CONSIGNE 1:
Répondez à ces questions d'après le texte sur le phosphore du sol :
(a) Combien de fermes françaises en agriculture biologique ont fourni les parcelles étudiées ?
(b) Quels organismes composent l'équipe scientifique ?
(c) Quelle part des agriculteurs interrogés ne déclare pas prêter une attention particulière à la gestion du phosphore ?
CONSIGNE 2: Recopiez le passage du texte sur le phosphore du sol qui commence à "Pietro Barbieri ·" et se termine à "fertilité des sols.", en remplaçant "fermes françaises" par "exploitations françaises".
CONSIGNE 3: Poursuivez le texte sur le phosphore du sol à la suite de sa dernière phrase.

EXTRAIT CHOISI:
§

Soil phosphorus budgets in organic farming differ according to plot managements and farm types

Pietro Barbieri · Josephine Demay · Morgan Maignan · Thomas Nesme  · Gregory Vericel

Agronomy for Sustainable Development, 2025

Dans un article publié en 2025 dans Agronomy for Sustainable Development (Soil phosphorus budgets in organic farming differ according to plot managements and farm types), une équipe scientifique associant Bordeaux Sciences Agro, INRAE et Arvalis a étudié les bilans de phosphore (P) du sol dans des parcelles appartenant à 177 fermes françaises conduites en agriculture biologique. Leur objectif : mieux comprendre comment les pratiques de fertilisation et les types de fermes influencent la durabilité de la fertilité des sols.

Contexte : l’enjeu central du Phosphore

En agriculture biologique, l’apport de nutriments repose sur les fertilisants organiques et l’intégration de légumineuses dans les rotations. Si l’azote peut être assuré via la fixation symbiotique, la gestion du phosphore demeure plus complexe : sources limitées, coûts élevés, transport difficile, solubilité faible. Or, les stocks de P du sol évoluent sur le long terme, et leur appauvrissement peut compromettre la productivité. Pourtant, 72 % des agriculteurs interrogés ne déclarent pas prêter une attention particulière à la gestion du phosphore.

§

LISTE DES ITEMS:
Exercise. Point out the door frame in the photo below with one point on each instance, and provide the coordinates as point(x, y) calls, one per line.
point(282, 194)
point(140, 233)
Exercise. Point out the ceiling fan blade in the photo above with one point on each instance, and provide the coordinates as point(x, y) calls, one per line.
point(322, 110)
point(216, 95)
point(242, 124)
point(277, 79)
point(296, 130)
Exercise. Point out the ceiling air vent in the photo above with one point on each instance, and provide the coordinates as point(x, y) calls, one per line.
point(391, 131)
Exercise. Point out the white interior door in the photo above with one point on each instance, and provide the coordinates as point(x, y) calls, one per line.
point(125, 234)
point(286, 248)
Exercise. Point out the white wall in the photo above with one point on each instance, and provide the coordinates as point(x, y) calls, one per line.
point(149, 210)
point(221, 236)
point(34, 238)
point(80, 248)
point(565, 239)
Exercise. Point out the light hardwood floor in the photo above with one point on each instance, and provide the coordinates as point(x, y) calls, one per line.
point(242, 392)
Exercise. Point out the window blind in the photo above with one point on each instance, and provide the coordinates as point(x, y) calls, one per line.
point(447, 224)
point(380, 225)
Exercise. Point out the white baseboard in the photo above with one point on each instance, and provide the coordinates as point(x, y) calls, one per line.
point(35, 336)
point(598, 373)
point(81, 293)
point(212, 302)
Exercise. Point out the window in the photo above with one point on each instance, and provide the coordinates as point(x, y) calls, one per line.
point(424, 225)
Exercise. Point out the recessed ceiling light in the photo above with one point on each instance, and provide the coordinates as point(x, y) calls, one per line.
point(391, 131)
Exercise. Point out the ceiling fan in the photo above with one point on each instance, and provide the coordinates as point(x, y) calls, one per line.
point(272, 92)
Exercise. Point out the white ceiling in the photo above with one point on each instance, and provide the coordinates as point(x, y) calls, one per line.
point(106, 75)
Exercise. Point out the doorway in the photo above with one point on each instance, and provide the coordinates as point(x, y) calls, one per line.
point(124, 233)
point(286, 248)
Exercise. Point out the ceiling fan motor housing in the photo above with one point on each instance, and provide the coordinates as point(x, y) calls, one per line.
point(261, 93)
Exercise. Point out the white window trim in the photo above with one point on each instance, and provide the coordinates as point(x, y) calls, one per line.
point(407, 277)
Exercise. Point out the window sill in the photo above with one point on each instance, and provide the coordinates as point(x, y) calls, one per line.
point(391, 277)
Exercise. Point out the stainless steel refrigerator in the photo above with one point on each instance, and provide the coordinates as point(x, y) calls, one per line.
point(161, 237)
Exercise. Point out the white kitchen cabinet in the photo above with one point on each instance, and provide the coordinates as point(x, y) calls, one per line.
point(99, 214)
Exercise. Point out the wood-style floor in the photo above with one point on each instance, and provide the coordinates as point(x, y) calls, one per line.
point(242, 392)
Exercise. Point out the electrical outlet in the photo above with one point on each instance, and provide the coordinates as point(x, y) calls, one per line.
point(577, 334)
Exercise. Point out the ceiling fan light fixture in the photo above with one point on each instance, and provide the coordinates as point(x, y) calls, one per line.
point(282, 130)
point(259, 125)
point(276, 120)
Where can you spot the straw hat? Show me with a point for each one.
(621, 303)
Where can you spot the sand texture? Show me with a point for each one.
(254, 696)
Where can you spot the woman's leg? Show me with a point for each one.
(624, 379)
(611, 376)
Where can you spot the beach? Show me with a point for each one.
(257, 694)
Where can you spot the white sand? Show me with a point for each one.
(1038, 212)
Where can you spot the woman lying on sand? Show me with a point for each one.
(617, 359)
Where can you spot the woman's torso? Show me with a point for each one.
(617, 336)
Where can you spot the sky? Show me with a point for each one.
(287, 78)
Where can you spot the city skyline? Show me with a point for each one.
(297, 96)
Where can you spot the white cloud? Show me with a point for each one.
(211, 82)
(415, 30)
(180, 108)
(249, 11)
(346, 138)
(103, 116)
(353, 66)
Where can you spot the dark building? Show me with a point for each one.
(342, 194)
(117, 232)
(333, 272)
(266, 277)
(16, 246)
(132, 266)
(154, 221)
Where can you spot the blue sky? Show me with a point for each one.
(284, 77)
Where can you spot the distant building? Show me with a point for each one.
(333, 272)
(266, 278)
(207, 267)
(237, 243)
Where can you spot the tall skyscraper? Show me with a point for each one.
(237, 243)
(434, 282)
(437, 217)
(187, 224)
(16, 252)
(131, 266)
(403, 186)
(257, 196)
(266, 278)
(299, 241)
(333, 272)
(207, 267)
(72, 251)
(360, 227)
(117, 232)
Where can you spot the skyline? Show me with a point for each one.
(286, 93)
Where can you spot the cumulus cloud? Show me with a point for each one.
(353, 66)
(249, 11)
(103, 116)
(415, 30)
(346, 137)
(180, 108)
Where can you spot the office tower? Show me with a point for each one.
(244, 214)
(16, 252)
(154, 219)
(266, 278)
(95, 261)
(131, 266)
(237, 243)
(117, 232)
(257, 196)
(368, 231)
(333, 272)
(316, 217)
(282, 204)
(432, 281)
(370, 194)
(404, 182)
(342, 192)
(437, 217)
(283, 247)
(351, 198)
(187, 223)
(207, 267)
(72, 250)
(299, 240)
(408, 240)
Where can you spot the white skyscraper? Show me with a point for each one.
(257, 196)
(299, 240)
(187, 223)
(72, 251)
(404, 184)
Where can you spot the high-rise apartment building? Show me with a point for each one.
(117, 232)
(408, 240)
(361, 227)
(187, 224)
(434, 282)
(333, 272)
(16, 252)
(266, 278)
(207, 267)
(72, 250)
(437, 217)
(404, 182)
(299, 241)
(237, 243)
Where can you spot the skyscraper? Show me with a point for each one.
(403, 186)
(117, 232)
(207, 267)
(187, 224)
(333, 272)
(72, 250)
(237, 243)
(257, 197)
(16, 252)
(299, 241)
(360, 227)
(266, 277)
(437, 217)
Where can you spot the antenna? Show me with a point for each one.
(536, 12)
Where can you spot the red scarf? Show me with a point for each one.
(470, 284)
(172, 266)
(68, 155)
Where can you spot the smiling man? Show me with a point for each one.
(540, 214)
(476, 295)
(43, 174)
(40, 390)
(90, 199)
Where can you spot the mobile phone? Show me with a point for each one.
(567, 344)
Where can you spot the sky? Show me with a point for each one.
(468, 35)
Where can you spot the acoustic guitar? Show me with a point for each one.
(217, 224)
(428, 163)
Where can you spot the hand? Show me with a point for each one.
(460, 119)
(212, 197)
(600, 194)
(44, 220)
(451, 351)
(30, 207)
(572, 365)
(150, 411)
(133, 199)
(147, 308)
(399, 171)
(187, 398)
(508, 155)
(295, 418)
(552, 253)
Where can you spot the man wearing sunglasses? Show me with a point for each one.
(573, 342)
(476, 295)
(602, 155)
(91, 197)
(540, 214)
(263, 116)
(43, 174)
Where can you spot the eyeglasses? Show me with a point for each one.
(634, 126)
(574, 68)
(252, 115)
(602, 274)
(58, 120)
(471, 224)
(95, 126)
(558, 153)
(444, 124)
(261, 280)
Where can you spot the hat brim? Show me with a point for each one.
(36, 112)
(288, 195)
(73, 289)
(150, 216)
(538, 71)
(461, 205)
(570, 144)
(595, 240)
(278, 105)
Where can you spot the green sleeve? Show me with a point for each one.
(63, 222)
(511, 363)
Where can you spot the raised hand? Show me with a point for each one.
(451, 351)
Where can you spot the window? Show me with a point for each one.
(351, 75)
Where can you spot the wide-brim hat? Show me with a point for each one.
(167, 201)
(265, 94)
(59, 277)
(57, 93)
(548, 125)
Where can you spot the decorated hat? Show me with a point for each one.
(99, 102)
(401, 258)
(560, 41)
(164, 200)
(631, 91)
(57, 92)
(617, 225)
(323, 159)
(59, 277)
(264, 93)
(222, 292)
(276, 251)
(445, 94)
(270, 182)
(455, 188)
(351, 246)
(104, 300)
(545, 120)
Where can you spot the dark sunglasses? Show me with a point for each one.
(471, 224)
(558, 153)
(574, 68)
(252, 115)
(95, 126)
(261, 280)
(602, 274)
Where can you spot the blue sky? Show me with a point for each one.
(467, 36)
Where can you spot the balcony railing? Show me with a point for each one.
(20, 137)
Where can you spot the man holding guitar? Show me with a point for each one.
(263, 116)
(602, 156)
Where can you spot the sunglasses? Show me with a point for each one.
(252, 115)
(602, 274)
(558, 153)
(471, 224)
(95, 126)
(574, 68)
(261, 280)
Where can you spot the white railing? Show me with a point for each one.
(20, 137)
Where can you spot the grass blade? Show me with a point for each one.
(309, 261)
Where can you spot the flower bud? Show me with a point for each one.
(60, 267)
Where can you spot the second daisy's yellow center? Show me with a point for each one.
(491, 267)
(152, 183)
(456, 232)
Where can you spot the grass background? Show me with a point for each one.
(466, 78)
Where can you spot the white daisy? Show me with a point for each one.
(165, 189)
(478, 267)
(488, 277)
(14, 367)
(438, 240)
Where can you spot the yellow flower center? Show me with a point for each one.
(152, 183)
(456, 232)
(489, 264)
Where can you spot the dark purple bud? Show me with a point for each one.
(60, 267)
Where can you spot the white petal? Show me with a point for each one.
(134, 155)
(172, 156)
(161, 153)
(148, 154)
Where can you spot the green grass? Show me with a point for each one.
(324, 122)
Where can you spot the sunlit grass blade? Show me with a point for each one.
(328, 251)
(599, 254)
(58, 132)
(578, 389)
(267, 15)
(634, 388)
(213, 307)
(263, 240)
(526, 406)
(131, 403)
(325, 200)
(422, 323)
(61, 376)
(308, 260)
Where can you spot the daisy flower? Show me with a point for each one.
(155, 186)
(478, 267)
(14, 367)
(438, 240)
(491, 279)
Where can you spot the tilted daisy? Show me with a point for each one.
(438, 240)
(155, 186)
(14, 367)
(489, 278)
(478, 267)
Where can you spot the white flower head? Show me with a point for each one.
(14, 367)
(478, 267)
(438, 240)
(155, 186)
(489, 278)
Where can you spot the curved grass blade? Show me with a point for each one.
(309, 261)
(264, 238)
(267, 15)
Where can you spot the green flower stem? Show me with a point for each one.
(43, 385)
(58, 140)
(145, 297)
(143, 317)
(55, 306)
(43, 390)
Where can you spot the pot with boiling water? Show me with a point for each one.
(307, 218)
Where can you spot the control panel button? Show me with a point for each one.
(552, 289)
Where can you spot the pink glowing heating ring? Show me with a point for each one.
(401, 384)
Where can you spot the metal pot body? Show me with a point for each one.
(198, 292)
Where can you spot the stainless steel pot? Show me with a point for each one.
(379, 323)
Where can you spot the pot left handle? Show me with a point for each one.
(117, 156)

§

RÉPONSE 1:
(a) 177 fermes.
(b) Bordeaux Sciences Agro, INRAE et Arvalis.
(c) 72 %.

RÉPONSE 2:
Pietro Barbieri · Josephine Demay · Morgan Maignan · Thomas Nesme  · Gregory Vericel

Agronomy for Sustainable Development, 2025

Dans un article publié en 2025 dans Agronomy for Sustainable Development (Soil phosphorus budgets in organic farming differ according to plot managements and farm types), une équipe scientifique associant Bordeaux Sciences Agro, INRAE et Arvalis a étudié les bilans de phosphore (P) du sol dans des parcelles appartenant à 177 exploitations françaises conduites en agriculture biologique. Leur objectif : mieux comprendre comment les pratiques de fertilisation et les types de fermes influencent la durabilité de la fertilité des sols.

RÉPONSE 3:
Principaux résultats

Dans ce travail, des bilans de P du sol ont été calculés sur cinq ans et combinés à des analyses de sols. Les résultats montrent des situations très contrastées : les bilans annuels varient de -32,3 à +50,3 kg Pha-1 an-1, avec une moyenne proche de l’équilibre (+1,7). Plus de la moitié des parcelles présentent toutefois un bilan négatif, signe d’un risque d’appauvrissement des sols. Les deux principaux facteurs explicatifs sont les apports cumulés de phosphore (39 % de la variabilité expliquée) et la fréquence des cultures fixatrices d’azote (légumineuses), souvent associée à des bilans négatifs.

Une analyse de regroupement a notamment permis d’identifier trois grands systèmes :

  • Les fermes sans élevage, très peu fertilisées avec des bilans P négatifs.
  • Les exploitations utilisant fortement le fumier de volaille importé, avec des bilans P très positifs.
  • Les systèmes mixtes avec fumier produit sur l’exploitation qui ont des bilans proches de l’équilibre.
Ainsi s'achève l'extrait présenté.